(Referring expression data)
[Start of section]

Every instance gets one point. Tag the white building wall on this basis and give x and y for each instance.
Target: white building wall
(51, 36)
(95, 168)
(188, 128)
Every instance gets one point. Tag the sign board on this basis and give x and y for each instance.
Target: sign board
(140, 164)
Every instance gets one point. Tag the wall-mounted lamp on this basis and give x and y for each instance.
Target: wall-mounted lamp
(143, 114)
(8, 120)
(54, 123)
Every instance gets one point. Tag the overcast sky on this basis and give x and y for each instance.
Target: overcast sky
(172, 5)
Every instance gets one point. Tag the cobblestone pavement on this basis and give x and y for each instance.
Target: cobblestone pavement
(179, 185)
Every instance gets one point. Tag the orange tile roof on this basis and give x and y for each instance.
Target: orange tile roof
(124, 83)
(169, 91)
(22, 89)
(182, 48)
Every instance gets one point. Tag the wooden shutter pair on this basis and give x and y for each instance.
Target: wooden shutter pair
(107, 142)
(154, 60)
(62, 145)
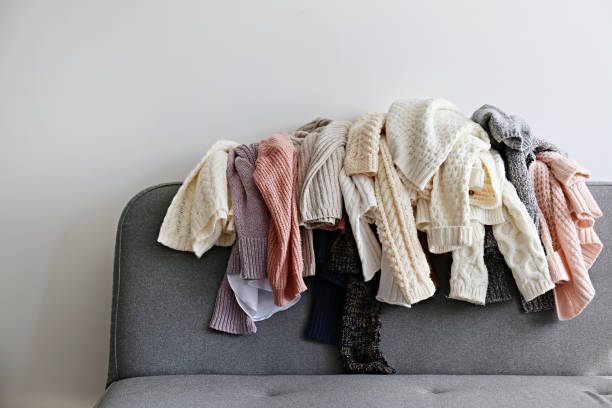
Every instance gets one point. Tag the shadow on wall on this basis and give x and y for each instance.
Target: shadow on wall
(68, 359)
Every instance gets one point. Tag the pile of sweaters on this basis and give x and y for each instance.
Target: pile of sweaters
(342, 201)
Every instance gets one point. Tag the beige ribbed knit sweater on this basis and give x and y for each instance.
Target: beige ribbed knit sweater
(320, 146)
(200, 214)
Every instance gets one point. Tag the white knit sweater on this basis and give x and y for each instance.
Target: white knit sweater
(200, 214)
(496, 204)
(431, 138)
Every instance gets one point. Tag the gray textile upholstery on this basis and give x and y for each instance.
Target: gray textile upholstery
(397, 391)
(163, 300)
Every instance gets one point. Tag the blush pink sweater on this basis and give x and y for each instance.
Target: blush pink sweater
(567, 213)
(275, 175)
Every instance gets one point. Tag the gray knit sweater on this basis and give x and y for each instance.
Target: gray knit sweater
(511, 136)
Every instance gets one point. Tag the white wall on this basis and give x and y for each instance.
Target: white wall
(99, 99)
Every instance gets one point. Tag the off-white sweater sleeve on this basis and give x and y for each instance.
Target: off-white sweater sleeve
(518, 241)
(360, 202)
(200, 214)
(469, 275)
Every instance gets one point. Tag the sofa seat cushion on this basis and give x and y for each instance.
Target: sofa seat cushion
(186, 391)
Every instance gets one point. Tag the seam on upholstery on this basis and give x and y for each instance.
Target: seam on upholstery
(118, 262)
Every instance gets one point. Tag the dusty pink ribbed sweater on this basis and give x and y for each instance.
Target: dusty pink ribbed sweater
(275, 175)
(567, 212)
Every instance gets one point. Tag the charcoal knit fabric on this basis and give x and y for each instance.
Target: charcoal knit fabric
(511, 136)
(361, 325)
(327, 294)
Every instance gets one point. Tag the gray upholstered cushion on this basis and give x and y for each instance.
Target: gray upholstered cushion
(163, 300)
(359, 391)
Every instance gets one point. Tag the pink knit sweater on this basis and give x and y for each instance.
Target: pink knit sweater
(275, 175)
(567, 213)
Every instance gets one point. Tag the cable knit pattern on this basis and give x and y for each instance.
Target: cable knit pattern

[End of section]
[Start of section]

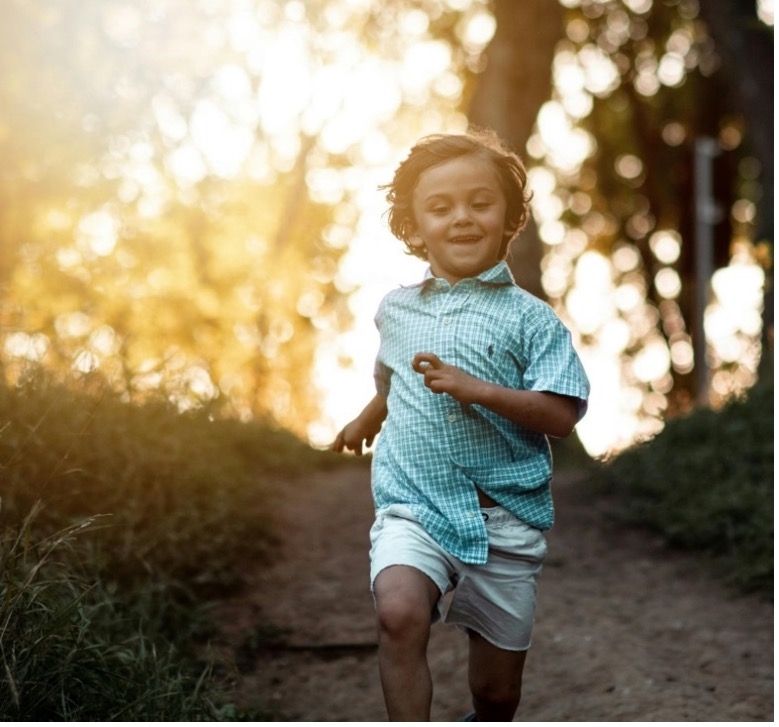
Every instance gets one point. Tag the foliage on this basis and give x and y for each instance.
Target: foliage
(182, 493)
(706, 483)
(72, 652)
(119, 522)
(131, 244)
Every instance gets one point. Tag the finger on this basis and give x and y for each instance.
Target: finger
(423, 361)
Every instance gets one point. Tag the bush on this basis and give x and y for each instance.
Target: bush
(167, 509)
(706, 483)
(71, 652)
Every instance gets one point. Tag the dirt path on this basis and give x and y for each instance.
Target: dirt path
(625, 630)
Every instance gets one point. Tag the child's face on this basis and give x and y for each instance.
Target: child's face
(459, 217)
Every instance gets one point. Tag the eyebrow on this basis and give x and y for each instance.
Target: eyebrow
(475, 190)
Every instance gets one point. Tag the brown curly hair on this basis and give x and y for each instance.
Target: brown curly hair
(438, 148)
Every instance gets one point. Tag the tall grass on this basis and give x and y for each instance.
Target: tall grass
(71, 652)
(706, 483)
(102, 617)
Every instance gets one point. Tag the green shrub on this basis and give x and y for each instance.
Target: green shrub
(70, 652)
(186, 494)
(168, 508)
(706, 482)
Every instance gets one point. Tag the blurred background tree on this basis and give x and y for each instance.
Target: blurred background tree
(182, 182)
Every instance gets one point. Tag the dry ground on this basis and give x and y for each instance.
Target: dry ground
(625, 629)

[End of section]

§ **Work instruction**:
Above are the records; report each line in them that includes the word "pattern".

§ **Task response**:
Every instance gets one point. Tag the cable knit pattern on this basis and give x and y for each instance.
Target: cable knit pattern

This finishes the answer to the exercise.